• [Data section]
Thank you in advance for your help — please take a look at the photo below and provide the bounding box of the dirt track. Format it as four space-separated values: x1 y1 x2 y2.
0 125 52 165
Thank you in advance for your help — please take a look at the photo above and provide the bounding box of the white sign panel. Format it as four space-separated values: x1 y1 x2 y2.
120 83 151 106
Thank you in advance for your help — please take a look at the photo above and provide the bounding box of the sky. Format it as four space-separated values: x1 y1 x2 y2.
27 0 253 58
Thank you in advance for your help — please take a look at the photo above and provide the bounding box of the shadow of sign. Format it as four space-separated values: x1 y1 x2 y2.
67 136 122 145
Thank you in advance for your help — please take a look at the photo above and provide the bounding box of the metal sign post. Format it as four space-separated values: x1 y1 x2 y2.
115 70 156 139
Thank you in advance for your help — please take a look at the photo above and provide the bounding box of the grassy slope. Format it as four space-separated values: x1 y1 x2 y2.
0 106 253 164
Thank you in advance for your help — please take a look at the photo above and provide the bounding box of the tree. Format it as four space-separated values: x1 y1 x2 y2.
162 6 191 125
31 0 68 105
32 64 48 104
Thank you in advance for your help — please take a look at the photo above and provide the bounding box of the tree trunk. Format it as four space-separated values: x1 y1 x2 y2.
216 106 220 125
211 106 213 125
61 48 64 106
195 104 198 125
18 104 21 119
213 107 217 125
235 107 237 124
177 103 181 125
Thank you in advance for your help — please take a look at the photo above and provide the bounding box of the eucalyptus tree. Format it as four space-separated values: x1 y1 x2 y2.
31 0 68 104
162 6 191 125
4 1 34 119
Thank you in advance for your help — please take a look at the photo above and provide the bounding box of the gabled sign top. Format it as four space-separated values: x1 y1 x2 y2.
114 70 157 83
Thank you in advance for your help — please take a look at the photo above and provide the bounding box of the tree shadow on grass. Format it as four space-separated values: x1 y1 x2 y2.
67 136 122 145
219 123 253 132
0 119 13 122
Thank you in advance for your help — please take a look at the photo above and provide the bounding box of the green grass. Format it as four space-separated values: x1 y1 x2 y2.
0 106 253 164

• [Instruction]
Identify each line in the material above that contains the word "tree" and copy those lines out. Matching is case-sensitive.

• [Output below]
Thank you in advance for your help — please take a look at the photo above and provide the bounding box of the tree. Format it as four space-separated values: x1 y1 x2 y2.
Thank you in advance for your help — please take a look at the photo above and provide the bounding box of the tree trunk. Format it as four space-separated values: x1 y1 x2 y2.
Thank you in advance for your help — please take a look at the photo above and provide the bounding box of the eucalyptus tree. Format it as four space-separated values: x1 y1 x2 y2.
Thank you in advance for your help — please take a look at the photo above and provide the bounding box of the tree shadow on grass. Format it as four space-separated values: x1 y1 x2 y2.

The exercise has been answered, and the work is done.